::: Records for the exercise :::

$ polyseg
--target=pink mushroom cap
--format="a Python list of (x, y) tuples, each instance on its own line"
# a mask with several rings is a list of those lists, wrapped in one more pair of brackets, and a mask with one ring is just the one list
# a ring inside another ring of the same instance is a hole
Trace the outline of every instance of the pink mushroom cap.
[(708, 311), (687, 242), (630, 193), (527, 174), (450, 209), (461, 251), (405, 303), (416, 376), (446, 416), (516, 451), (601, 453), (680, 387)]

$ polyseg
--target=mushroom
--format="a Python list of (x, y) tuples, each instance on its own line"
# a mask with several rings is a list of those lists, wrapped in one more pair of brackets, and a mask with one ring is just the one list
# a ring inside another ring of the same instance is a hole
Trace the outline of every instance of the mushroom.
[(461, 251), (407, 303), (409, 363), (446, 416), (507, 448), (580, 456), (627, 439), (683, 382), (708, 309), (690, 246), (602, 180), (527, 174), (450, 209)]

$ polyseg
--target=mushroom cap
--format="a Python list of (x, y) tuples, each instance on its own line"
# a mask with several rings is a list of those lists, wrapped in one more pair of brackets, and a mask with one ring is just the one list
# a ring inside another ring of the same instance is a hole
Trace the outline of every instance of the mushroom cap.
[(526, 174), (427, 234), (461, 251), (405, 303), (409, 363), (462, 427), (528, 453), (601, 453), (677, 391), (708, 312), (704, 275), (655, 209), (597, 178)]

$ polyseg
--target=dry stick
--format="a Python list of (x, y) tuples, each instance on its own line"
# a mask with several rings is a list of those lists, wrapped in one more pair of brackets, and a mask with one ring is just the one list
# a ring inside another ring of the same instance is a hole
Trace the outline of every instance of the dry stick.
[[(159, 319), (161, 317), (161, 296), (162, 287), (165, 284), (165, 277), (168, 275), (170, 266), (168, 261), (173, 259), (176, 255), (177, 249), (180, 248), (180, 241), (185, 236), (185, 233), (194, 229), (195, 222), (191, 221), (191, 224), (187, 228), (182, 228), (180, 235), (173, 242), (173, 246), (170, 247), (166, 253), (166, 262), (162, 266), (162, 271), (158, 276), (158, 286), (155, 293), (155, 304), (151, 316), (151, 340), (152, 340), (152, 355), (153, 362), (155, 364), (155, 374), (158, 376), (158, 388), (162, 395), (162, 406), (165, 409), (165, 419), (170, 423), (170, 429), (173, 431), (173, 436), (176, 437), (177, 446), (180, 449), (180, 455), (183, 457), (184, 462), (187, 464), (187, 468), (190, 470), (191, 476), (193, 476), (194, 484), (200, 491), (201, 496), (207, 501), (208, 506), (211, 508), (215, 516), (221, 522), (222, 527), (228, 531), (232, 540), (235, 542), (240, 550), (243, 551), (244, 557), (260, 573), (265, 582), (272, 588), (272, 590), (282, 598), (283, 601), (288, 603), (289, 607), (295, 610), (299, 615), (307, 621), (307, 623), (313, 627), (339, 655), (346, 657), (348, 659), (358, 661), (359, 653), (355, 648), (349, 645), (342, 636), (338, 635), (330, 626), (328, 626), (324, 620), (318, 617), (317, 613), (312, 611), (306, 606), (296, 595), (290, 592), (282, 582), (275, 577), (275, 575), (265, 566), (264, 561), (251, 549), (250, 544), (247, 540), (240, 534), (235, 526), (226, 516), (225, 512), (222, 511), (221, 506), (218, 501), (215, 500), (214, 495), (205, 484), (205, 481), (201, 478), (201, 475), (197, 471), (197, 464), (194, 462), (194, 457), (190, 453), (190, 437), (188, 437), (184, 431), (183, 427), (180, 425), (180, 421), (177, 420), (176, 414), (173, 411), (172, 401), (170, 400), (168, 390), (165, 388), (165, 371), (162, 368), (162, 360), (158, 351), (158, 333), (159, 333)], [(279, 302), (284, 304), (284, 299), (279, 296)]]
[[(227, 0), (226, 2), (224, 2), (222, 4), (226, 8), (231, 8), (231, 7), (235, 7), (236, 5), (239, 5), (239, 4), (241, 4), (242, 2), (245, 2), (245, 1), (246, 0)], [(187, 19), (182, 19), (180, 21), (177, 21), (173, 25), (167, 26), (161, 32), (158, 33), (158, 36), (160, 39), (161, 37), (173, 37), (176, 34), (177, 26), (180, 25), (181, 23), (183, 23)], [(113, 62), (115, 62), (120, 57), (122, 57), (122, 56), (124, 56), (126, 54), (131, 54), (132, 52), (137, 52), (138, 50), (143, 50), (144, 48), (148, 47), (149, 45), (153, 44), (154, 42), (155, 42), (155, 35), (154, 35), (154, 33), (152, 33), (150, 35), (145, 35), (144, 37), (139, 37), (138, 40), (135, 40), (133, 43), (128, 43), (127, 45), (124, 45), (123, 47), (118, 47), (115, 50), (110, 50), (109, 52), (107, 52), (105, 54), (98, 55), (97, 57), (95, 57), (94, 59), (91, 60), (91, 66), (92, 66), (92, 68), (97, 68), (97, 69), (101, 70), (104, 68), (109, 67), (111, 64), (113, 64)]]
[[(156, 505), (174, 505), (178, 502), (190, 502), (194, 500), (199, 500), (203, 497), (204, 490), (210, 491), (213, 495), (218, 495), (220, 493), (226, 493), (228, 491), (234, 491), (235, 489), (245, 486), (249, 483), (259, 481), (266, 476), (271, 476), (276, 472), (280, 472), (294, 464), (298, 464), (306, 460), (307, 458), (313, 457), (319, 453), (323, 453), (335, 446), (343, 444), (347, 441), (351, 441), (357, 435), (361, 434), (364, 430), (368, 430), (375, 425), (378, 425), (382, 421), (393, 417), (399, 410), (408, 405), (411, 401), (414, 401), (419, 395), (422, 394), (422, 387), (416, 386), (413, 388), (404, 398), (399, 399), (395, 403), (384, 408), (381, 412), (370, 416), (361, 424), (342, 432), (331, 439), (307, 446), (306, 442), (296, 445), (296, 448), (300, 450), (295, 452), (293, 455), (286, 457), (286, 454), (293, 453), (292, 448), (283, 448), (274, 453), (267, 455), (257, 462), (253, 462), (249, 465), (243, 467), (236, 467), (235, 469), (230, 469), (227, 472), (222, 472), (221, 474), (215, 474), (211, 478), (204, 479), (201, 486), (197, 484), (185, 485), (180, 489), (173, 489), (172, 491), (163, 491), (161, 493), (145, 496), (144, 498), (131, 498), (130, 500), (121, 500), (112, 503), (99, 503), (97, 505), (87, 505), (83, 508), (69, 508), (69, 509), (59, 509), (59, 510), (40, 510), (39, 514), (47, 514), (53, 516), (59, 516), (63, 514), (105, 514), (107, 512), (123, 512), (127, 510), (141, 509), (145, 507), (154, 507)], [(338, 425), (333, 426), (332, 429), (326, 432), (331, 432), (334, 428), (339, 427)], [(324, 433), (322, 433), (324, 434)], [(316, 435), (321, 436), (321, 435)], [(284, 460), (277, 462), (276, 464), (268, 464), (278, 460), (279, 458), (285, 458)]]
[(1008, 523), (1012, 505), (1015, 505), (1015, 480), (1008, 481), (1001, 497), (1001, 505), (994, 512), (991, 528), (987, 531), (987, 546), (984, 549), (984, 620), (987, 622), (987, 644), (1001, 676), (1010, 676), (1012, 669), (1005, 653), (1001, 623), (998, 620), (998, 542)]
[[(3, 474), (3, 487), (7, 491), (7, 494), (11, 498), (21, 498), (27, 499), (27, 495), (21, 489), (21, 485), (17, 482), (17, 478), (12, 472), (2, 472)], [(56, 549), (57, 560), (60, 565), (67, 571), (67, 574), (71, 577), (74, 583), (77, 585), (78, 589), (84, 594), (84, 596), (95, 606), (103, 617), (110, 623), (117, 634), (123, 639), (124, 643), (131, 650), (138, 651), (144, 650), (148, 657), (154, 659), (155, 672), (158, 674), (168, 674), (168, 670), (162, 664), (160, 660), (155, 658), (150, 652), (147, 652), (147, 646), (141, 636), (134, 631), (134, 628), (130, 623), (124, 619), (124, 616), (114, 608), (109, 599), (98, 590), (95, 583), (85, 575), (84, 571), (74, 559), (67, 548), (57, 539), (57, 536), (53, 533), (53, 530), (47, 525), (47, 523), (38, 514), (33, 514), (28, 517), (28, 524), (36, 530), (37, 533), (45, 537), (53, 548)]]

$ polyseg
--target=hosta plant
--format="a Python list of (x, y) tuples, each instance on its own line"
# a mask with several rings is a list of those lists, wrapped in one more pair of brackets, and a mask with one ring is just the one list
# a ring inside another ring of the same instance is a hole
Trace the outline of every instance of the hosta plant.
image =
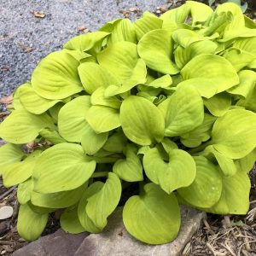
[(230, 3), (109, 21), (47, 55), (0, 125), (20, 235), (37, 239), (56, 211), (64, 230), (99, 233), (124, 205), (127, 231), (162, 244), (181, 204), (245, 214), (255, 70), (256, 25)]

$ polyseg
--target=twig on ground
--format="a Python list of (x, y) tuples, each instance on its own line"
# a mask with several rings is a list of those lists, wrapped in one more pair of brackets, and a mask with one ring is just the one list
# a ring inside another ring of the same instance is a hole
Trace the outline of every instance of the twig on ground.
[(11, 189), (9, 189), (9, 190), (7, 190), (5, 193), (3, 193), (2, 195), (0, 195), (0, 200), (6, 197), (9, 194), (10, 194), (12, 191), (14, 191), (16, 188), (17, 188), (17, 186), (14, 186)]

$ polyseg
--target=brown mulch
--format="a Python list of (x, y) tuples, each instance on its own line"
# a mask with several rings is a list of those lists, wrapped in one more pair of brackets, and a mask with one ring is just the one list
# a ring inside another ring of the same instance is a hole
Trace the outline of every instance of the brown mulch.
[(0, 220), (0, 255), (11, 255), (11, 253), (27, 244), (20, 238), (17, 232), (18, 202), (16, 199), (16, 187), (6, 189), (0, 177), (0, 207), (10, 206), (14, 214), (10, 218)]
[(207, 214), (183, 255), (256, 256), (256, 166), (250, 172), (250, 209), (246, 215)]

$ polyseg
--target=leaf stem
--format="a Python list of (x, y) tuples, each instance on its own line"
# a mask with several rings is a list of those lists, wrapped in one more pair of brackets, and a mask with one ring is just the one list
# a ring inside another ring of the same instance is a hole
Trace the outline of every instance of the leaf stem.
[(213, 142), (211, 140), (204, 144), (200, 145), (199, 147), (189, 149), (188, 152), (192, 154), (195, 154), (198, 152), (201, 152), (203, 151), (207, 146), (212, 145), (213, 143)]
[(108, 176), (109, 172), (94, 172), (91, 175), (91, 177), (106, 177)]

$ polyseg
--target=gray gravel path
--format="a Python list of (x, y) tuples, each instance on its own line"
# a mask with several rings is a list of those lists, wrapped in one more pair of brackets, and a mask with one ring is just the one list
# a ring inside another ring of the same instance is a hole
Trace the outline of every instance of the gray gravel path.
[[(166, 0), (0, 0), (0, 97), (28, 81), (37, 63), (79, 34), (79, 27), (95, 31), (122, 17), (120, 10), (137, 7), (142, 12), (154, 11), (165, 3)], [(36, 18), (33, 11), (45, 17)]]

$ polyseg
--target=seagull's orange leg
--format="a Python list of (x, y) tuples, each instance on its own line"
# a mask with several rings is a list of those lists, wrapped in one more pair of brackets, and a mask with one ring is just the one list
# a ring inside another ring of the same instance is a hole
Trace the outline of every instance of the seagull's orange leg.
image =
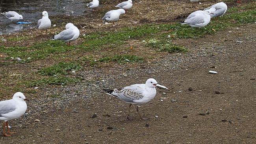
[(6, 122), (4, 122), (4, 125), (3, 125), (3, 133), (4, 133), (4, 135), (5, 135), (6, 137), (10, 137), (11, 135), (6, 134)]
[(15, 133), (15, 132), (12, 132), (10, 131), (10, 129), (9, 129), (9, 127), (8, 126), (8, 121), (6, 122), (6, 128), (7, 129), (7, 132), (10, 135), (12, 135), (13, 134)]
[(139, 112), (139, 106), (137, 106), (137, 112), (138, 112), (138, 113), (139, 114), (139, 117), (141, 118), (141, 119), (142, 120), (148, 120), (149, 119), (149, 118), (142, 118), (142, 116), (141, 116), (141, 113)]
[(132, 120), (132, 119), (130, 118), (130, 109), (131, 109), (131, 106), (132, 106), (132, 103), (130, 104), (129, 105), (129, 111), (128, 112), (128, 115), (126, 117), (126, 119), (127, 120)]

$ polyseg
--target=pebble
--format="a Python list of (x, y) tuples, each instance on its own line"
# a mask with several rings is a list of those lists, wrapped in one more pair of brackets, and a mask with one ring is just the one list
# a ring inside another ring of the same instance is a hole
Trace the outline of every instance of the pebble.
[(215, 91), (215, 93), (216, 94), (219, 94), (221, 93), (221, 92), (220, 92), (219, 90), (216, 90)]
[(187, 116), (183, 116), (182, 118), (187, 118)]
[(174, 99), (171, 100), (171, 102), (176, 102), (176, 101), (177, 101), (177, 100), (174, 100)]
[(34, 120), (34, 122), (41, 122), (40, 120), (38, 119), (36, 119), (35, 120)]
[(93, 114), (93, 115), (92, 116), (91, 116), (91, 118), (96, 118), (96, 117), (97, 117), (97, 114), (96, 114), (96, 113), (95, 113), (94, 114)]
[(107, 127), (107, 129), (113, 129), (113, 127), (111, 127), (111, 126), (109, 126), (108, 127)]

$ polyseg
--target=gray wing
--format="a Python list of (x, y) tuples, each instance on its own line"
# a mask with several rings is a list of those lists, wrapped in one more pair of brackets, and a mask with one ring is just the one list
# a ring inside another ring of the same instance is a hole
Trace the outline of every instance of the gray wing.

:::

Task requirements: Find every line in the entries above that contains the word "hosta" and copy each of those lines.

Response to the exercise:
--target=hosta plant
Trace the outline of every instance of the hosta plant.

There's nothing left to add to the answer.